* Task directions
Give the lines of the items below as a Markdown table with the columns Row and Content, starting at the line that contains "Keep to two rules. Tag each instance of the tree" and ending at the line that contains "x=504 y=170". Number each row and leave out any blank lines.

* Given records
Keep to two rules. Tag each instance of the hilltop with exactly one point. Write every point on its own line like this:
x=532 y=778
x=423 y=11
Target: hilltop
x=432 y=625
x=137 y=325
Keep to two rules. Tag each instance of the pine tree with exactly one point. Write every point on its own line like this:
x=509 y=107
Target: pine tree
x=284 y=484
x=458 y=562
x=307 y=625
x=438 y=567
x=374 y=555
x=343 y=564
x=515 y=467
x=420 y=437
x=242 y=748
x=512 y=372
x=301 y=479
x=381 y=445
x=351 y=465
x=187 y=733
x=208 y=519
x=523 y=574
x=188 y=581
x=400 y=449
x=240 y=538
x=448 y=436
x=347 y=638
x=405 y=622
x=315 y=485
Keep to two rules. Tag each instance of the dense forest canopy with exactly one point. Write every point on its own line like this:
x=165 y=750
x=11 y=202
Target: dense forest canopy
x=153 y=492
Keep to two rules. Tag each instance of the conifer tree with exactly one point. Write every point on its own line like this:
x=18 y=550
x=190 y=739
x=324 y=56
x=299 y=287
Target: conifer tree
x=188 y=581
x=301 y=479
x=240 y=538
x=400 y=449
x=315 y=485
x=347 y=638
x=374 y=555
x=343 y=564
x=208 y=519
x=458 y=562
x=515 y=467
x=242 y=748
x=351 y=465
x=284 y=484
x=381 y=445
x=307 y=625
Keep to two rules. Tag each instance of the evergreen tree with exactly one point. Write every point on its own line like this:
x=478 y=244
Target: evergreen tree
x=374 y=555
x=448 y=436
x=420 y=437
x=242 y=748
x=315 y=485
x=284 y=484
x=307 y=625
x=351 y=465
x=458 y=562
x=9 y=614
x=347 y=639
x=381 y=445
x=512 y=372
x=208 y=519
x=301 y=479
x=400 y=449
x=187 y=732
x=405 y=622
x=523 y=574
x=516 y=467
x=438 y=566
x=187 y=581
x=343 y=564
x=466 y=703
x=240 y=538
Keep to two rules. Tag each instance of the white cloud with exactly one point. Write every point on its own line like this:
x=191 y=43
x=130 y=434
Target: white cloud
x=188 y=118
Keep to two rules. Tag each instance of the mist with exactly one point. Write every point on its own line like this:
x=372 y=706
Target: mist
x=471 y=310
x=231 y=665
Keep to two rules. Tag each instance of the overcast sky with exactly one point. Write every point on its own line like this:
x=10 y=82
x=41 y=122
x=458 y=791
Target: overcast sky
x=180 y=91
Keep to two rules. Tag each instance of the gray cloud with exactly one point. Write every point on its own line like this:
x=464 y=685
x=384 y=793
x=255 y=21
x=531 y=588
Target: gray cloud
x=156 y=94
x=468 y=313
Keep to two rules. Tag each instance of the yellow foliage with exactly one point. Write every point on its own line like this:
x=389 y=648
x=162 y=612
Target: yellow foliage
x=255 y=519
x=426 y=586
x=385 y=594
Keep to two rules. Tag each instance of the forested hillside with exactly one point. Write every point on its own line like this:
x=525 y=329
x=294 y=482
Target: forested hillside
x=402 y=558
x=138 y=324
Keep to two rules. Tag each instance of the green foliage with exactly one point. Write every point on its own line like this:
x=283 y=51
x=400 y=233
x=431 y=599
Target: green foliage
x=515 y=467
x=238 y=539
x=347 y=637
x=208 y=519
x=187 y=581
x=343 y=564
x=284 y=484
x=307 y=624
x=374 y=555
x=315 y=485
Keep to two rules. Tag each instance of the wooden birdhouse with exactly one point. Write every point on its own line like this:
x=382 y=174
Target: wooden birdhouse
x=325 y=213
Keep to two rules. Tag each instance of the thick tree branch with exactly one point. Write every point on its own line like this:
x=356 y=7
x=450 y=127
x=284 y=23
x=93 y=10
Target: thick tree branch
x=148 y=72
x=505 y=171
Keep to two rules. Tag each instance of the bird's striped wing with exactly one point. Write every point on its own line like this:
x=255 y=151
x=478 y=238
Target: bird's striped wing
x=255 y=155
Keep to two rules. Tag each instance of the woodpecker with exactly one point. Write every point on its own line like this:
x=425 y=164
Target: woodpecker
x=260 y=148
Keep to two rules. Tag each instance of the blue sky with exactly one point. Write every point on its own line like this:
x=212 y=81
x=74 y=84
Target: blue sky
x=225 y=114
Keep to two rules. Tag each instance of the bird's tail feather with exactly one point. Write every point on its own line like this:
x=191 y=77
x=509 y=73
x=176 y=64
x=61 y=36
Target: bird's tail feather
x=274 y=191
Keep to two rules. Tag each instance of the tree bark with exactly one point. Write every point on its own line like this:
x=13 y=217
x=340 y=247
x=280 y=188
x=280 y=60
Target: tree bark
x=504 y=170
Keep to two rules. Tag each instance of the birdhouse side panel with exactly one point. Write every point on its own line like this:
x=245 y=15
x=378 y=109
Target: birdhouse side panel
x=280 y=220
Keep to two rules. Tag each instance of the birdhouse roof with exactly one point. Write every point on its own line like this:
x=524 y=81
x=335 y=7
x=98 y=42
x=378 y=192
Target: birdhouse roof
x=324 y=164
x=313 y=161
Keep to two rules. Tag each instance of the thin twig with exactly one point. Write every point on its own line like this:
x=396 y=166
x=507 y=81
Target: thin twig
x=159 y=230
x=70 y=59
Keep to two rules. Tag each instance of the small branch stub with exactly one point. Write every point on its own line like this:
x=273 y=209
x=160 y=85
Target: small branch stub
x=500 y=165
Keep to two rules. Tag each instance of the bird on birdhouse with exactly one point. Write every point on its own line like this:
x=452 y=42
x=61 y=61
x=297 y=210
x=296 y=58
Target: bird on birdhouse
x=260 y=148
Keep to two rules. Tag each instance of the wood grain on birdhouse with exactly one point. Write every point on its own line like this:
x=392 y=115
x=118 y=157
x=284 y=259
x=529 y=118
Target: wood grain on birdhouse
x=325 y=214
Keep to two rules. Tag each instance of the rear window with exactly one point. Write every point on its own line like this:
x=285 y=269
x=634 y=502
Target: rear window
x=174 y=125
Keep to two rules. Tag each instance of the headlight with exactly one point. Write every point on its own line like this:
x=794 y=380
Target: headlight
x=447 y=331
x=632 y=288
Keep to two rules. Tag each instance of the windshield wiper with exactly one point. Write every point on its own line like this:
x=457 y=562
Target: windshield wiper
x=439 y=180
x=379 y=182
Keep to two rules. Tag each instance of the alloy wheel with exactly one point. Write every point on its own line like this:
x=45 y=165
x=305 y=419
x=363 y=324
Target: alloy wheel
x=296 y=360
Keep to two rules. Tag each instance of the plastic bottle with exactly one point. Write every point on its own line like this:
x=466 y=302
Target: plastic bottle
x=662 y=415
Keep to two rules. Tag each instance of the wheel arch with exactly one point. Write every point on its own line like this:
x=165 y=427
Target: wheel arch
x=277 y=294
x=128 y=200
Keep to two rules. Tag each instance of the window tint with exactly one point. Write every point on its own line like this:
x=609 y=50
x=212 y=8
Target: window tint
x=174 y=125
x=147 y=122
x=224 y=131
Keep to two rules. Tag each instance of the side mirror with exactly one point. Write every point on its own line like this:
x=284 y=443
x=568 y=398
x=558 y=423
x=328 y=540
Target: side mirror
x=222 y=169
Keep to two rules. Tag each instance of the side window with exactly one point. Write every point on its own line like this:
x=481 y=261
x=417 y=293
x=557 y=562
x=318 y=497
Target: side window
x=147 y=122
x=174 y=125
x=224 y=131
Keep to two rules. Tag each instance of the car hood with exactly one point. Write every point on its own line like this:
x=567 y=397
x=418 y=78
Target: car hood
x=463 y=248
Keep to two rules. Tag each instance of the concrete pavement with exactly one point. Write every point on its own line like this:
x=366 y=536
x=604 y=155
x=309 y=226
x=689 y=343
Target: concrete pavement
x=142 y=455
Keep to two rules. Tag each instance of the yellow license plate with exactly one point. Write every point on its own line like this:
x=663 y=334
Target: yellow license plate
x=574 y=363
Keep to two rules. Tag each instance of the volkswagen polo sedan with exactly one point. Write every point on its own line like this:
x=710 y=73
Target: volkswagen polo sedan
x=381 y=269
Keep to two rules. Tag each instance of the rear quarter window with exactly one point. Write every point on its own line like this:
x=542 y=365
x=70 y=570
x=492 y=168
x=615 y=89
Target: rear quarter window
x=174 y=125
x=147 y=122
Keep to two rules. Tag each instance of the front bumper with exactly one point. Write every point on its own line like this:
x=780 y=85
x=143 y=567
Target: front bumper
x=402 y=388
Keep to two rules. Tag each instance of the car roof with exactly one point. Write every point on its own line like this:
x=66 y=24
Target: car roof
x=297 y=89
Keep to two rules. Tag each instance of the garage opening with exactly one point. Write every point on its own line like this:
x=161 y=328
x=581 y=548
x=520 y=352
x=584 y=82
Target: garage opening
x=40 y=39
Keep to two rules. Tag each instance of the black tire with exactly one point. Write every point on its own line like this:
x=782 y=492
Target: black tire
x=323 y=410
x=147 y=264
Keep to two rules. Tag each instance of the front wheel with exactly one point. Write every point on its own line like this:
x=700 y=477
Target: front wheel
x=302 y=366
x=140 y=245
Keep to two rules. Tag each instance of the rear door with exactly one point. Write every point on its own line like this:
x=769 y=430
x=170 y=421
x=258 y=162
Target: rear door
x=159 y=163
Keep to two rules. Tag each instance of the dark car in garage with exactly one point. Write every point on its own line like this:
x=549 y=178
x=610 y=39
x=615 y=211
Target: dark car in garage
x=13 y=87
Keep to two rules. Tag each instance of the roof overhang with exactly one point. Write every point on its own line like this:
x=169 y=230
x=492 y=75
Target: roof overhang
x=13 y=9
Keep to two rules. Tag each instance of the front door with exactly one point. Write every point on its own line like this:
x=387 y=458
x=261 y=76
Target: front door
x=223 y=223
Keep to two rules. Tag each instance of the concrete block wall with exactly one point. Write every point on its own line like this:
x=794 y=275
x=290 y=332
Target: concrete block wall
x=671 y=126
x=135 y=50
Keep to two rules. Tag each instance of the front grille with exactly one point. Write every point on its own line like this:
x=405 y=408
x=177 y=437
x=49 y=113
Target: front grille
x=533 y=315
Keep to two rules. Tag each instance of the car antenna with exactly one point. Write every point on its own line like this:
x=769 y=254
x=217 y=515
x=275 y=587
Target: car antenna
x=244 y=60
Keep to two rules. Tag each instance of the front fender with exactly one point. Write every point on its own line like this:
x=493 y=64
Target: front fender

* Exercise result
| Row | Content |
|---|---|
| 1 | Keep to two rules. Tag each instance of the tree bark with exactly one point. Write every point on its own line like this: |
| 2 | x=13 y=217 |
| 3 | x=340 y=247 |
| 4 | x=280 y=188 |
| 5 | x=280 y=60 |
| 6 | Target: tree bark |
| 7 | x=504 y=170 |